INSTRUCTIONS ->
A) According to the Licence Appeal Tribunal decision, what deadline did the Case Conference Report and Order set for documents not previously disclosed?
B) Restate as a short bulleted list the paragraph of the Licence Appeal Tribunal decision that begins "The applicant agrees the document was shared after the deadline".
C) Resume the Licence Appeal Tribunal decision after its last paragraph and write the next paragraph or two in the same style.

SELECTED EXCERPT ->
_ _ _ _ _

Licence Appeal Tribunal File Number: 23-014486/AABS
In the matter of an application pursuant to subsection 280(2) of the Insurance Act, RSO 1990, c I.8, in relation to statutory accident benefits.
Between:
Simon Alvin
Applicant
and
Certas Home and Auto Insurance Company
Respondent
DECISION
ADJUDICATOR:
Jeff Chatterton
APPEARANCES:
For the Applicant:
Todd Reybroek, Counsel
For the Respondent:
Melanie Sousa, Counsel
HEARD:
In Writing
OVERVIEW
1Simon Alvin, the applicant, was involved in an automobile accident on July 27, 2021, and sought benefits pursuant to the Statutory Accident Benefits Schedule - Effective September 1, 2010 (including amendments effective June 1, 2016) (the “Schedule”). The applicant was denied benefits by the respondent, Certas Home and Auto Insurance Company, and applied to the Licence Appeal Tribunal - Automobile Accident Benefits Service (the “Tribunal”) for resolution of the dispute.
ISSUES
2The issues in dispute are:
i. Are the applicant’s injuries predominantly minor as defined in s. 3 of the Schedule and therefore subject to treatment within the $3,500.00 Minor Injury Guideline limit?
ii. Is the applicant entitled to $3,170.72 for physiotherapy services, proposed by Niagara Health and Wellness in a treatment plan/OCF-18 (“plan”) submitted December 19, 2022?
iii. Is the applicant entitled to $2,200.00 for a Psychological Assessment, proposed by Novo Medical Services Inc. in a plan submitted December 14, 2022?
iv. Is the applicant entitled to interest on any overdue payment of benefits?
RESULT
3I find, on the balance of probabilities, that the applicant has met the onus to prove his impairments warrant removal from the MIG.
4I find, on the balance of probabilities, that the applicant has not met his onus to establish that the treatment plans in dispute are reasonable and necessary.
5No interest is payable.
PROCEDURAL ISSUES
6The respondent has requested the Tribunal not consider a Chronic Pain Report authored by Dr. Joseph Wong dated August 16, 2024, because it was authored and subsequently shared with the respondent after the document exchange deadlines set out in the Case Conference Report and Order (CCRO). The CCRO indicates the deadline for documents not previously disclosed was June 30, 2024.
7The respondent submits that including the report would create prejudice for the insurer, because the late exchange did not allow the insurer the opportunity to obtain a responding addendum report.
8The applicant agrees the document was shared after the deadline, but requests the Tribunal allow consideration due to the prejudice it would cause their case should it be excluded. The applicant submitted that the respondent would suffer little to no prejudice, since they have their own s.44 IE Physiatry report. The applicant also notes that the respondent did not request an extension to secure an addendum report, which they would have consented to.

_ _ _ _ _

GIVEN DATA ->
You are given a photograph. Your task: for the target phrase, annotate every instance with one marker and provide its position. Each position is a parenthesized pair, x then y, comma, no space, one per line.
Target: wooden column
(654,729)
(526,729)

_ _ _ _ _

ANSWERS FOR EACH ITEM ->
A) June 30, 2024.

B)
- The applicant concedes the report was shared after the deadline.
- The applicant asks the Tribunal to consider it anyway, because excluding it would prejudice the applicant's case.
- The applicant argues the respondent would suffer little to no prejudice, since it has its own s.44 IE Physiatry report.
- The applicant notes the respondent never asked for an extension to obtain an addendum report, which the applicant would have consented to.

C)
9The applicant further submits that there was still ample time for the respondent to review the report and respond accordingly, since the report was shared in September 2024, but the deadline for submissions to the Tribunal was not until January 3, 2025.
10I note that the report was written August 16, 2024, which is the same date Dr. Wong saw the applicant. I further note the report was shared relatively quickly with the respondent. While an exact date wasn’t provided, both parties agree the report was shared in September 2024.
11According to Rule 9.3, if a party fails to comply with any rule with respect to disclosure, exchange or production of documents, that party may not rely on the document without the permission of the Tribunal. In determining whether to admit a late filed document, the Tribunal may consider any relevant factor, including:
a) the reasons for non-compliance;
b) whether a party will be prejudiced by the admission or exclusion of the evidence and the extent to which that prejudice can be mitigated by any other order.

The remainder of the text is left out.